▸ Study text

*** Begin section ***

Paris Brest, Chocolate Éclair, and Citrus Cream puff
All three of these desserts are made with the same pâte à choux, so you can see how important it is to perfect the foundation of dough for a variety of pastries. These are available as part of the mini Parisian desserts ($12) that Omilinsky serves at Café des Architectes.
Pâte à Choux Ingredients
The ingredients for pâte à choux are familiar and pretty simple—eggs, butter, flour, sugar, salt, and milk. While Omilinsky uses pâte à choux for several different French pastries, she also makes the restaurant's gougères, a savory application with a similar dough. For gougères the recipe includes more salt, mustard powder, garlic powder, and herbs.
Milk, Not Water
While many pâte à choux recipes call for water, Omilinsky uses whole milk instead. The sugar and fat in the milk caramelizes for a richer flavor. "I've tried a lot of variations of recipes and I've landed on this one as the best," she says. The first step is bringing the milk and butter to a boil.

*** End section ***

▸ List of tasks
a: According to the pâte à choux text, why does Omilinsky use whole milk rather than water in her dough?
b: In the pâte à choux text, what do the mini Parisian desserts cost?
c: Continue the pâte à choux text with the next part, beginning after its last sentence.

▸ Given records
*** Begin section ***

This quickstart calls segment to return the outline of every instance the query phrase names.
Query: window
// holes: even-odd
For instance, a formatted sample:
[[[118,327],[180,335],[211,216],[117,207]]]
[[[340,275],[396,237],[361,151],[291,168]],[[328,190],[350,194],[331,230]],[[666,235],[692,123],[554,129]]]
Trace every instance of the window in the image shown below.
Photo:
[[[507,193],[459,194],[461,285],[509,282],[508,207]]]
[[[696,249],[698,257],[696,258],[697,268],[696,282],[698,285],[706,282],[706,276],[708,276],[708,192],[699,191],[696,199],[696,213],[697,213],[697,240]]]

*** End section ***

▸ Results of the tasks
a: She uses whole milk because the sugar and fat in the milk caramelize, which gives the pastry a richer flavor.

b: They cost $12.

c:
Incorporating Flour, Salt, and Sugar
Once the milk and butter are boiling, Omilinsky adds the flour, salt, and sugar. The trick to perfect pâte à choux is to cook the dough long enough, a minimum of five minutes, while constantly stirring. Turn the heat down or the dough will scald on the bottom.
"It gets lumpy and looks like instant mashed potatoes," she says. "You want to cook some of the starch out of the flour and get rid of some of the water because I want all the puffy texture to come from the protein in my eggs."
Adding Eggs, One by One
Once the dough is shiny and smooth, it's time to paddle the dough in a KitchenAid blender before adding eggs. "Remember to paddle the dough on low until it's cool," she says.
Omilinsky uses whole eggs as opposed to pasteurized liquid eggs and she adds them one by one so the dough will emulsify properly. "The dough looks almost broken, but don't worry, the eggs will bring it together," she says. This method ensures the dough will have crispier edges.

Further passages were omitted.